## DOCUMENT EXTRACT
------------

From: "Darrick J. Wong" <darrick.wong@oracle.com>
To: Dave Chinner <david@fromorbit.com>
Cc: linux-xfs@vger.kernel.org
Subject: Re: [PATCH 4/4] xfs: introduce inode unlink log item
Date: Tue, 30 Jun 2020 11:19:42 -0700 [thread overview]
Message-ID: <20200630181942.GP7606@magnolia> (raw)
In-Reply-To: <20200623095015.1934171-5-david@fromorbit.com>
On Tue, Jun 23, 2020 at 07:50:15PM +1000, Dave Chinner wrote:
> From: Dave Chinner <dchinner@redhat.com>
>
> Tracking dirty inodes via cluster buffers creates lock ordering
> issues with logging unlinked inode updates direct to the cluster
> buffer. The unlinked inode list is unordered, so we can lock cluster
> buffers in random orders and that causes deadlocks.

------------

## RAW RECORDS
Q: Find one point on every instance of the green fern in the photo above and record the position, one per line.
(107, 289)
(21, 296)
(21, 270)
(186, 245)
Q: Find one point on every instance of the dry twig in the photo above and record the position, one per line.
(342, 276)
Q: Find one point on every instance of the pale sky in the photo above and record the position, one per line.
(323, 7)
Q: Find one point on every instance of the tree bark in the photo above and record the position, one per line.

------------

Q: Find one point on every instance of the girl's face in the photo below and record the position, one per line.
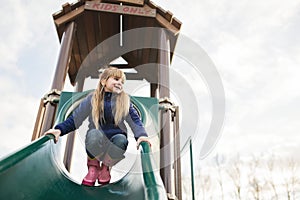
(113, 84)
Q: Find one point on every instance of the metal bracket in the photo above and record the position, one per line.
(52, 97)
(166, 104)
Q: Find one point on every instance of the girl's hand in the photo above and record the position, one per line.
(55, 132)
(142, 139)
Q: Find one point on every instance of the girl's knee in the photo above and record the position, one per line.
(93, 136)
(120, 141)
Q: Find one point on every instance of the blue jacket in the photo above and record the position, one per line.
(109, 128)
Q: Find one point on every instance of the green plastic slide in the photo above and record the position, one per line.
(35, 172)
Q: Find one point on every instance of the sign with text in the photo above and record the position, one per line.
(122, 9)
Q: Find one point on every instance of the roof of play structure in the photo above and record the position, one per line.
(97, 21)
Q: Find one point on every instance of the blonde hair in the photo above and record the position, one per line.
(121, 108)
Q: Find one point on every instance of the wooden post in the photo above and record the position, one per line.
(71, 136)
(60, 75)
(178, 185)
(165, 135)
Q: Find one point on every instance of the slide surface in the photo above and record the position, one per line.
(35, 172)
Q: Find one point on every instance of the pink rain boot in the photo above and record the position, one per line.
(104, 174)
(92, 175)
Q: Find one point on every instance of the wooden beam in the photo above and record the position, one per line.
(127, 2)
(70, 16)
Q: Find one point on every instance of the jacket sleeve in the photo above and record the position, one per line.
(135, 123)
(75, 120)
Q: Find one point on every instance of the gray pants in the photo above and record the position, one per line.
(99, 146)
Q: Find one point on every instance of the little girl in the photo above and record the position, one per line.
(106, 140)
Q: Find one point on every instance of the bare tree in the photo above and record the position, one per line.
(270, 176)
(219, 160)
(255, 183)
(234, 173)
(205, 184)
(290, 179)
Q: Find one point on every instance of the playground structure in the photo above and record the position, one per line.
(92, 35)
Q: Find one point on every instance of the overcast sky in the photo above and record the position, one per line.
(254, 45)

------------

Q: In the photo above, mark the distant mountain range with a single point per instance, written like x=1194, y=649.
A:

------------

## WRITTEN TASK 1
Answer these about the XFS mailing-list reply on the inode unlink log item, shown above:
(a) On what date and at what time was the reply sent?
(b) Which mailing list is copied on the reply?
(c) In the quoted message, what do the random lock orders on cluster buffers cause?
## WRITTEN TASK 2
Carry on the XFS mailing-list reply about the inode unlink log item from the point where it stops.

## RESPONSE 1
(a) Tue, 30 Jun 2020 at 11:19:42 -0700
(b) linux-xfs@vger.kernel.org
(c) Deadlocks

## RESPONSE 2
>
> To solve this problem, we really want to dealy locking the cluster
"delay"
> buffers until the pre-commit phase where we can order the buffers
> correctly along with all the other inode cluster buffers that are
> locked by the transaction. However, to do this we need to be able to
> tell the transaction which inodes need to have there unlinked list
"their"
> updated and what it should be updated to.
>
> We can delay the buffer update to the pre-commit phase based on the
> fact taht all unlinked inode list updates are serialised by the AGI
"that"
> buffer. It will be locked into the transaction before the list
> update starts, and will remain locked until the transaction commits.
> Hence we can lock and update the cluster buffers safely any time
> during the transaction and we are still safe from other racing
> unlinked list updates.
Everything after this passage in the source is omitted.